▸ Task prompt
Could you retype the whole listing, word for word?

▸ The data
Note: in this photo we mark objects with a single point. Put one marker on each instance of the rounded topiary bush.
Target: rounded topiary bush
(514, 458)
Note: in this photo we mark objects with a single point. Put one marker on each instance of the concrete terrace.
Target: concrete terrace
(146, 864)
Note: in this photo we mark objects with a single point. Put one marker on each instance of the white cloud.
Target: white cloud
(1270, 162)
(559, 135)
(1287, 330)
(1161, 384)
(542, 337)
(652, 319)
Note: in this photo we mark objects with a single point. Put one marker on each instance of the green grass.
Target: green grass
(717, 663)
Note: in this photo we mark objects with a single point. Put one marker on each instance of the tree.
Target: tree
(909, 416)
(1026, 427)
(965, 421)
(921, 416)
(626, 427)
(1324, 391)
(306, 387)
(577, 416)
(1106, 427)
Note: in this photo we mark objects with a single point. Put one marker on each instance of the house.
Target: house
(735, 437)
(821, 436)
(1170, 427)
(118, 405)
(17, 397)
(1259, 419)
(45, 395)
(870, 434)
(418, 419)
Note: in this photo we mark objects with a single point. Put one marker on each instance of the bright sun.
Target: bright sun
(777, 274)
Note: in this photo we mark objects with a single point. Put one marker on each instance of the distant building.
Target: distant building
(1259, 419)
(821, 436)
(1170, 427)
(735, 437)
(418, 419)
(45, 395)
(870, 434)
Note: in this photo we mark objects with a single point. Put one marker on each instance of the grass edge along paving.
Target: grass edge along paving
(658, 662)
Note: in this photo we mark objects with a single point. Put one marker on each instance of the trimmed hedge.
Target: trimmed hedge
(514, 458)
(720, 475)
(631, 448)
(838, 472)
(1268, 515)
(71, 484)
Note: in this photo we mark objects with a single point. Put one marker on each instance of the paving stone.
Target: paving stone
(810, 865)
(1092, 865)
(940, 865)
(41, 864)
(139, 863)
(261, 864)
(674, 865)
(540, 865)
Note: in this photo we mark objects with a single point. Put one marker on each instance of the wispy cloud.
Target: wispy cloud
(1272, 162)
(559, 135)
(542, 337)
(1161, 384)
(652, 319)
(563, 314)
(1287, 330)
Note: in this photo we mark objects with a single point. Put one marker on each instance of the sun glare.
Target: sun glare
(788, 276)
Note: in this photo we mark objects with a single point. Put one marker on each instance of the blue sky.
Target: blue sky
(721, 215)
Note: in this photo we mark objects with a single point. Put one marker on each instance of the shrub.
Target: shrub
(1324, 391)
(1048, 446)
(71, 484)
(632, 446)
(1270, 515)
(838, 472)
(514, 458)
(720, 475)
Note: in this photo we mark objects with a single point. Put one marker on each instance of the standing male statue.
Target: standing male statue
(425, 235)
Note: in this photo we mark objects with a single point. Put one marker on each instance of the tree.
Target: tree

▸ Answer to this problem
Note: in this photo we mark objects with a single point. Put one marker on each instance of the rounded topiary bush.
Target: rounded topiary bush
(514, 458)
Note: in this photo we mark objects with a single point. Put one marker on each instance of the concrete terrace.
Target: concrete terrace
(146, 864)
Note: in this photo we mark objects with a single point. Put one marker on each instance of the white cloud.
Target: white cloud
(1270, 162)
(559, 135)
(1287, 330)
(1161, 384)
(542, 337)
(652, 319)
Note: in this photo we mark objects with a single point. Put one marker on each instance of the green grass.
Target: green grass
(717, 663)
Note: in this photo we mark objects with a single point. Put one marker on each instance of the tree.
Target: tree
(909, 416)
(1026, 427)
(965, 421)
(921, 416)
(626, 427)
(1324, 391)
(306, 387)
(577, 416)
(1106, 427)
Note: in this photo we mark objects with a single point. Put one marker on each instance of the house.
Target: house
(735, 437)
(821, 436)
(1170, 427)
(118, 405)
(17, 397)
(1259, 419)
(45, 395)
(870, 434)
(418, 419)
Note: in this photo we mark objects with a single point. Put one marker on each instance of the bright sun.
Target: bright sun
(777, 274)
Note: in this photo we mark objects with a single point. Put one marker on each instance of the distant building.
Target: distant building
(1259, 419)
(821, 436)
(1170, 427)
(735, 437)
(418, 419)
(45, 395)
(870, 434)
Note: in this photo we mark objects with a single point. Put one marker on each instance of the grass edge along paving.
Target: grass edge along paving
(658, 662)
Note: in this photo we mark objects with a single point. Put one marker on each instance of the trimmed hedge.
Target: trimmed hedge
(514, 458)
(720, 475)
(631, 448)
(838, 472)
(1268, 515)
(71, 484)
Note: in this photo we mark objects with a single point. Put one marker on each instance of the paving stone.
Target: paving stone
(810, 865)
(1092, 865)
(940, 865)
(41, 864)
(139, 863)
(261, 864)
(674, 865)
(540, 865)
Note: in this photo we mark objects with a single point. Put one marker on each instance of the wispy cloud.
Target: wispy cloud
(1272, 162)
(559, 135)
(542, 337)
(1161, 384)
(652, 319)
(563, 314)
(1287, 330)
Note: in this photo we mark objects with a single point. Put one marker on each instance of the sun glare.
Target: sun glare
(788, 276)
Note: in this photo we mark objects with a single point. Put one marker on each instance of the blue sky.
Target: blue sky
(721, 215)
Note: in this photo we mark objects with a single point. Put one marker on each instance of the shrub.
Target: shrub
(1324, 391)
(1048, 446)
(71, 484)
(632, 446)
(1270, 515)
(838, 472)
(514, 458)
(720, 475)
Note: in this photo we mark objects with a single point. Put one marker on each instance of the standing male statue.
Target: standing male statue
(425, 235)
Note: in this photo we mark objects with a single point. Put one marker on each instance of the tree.
Target: tree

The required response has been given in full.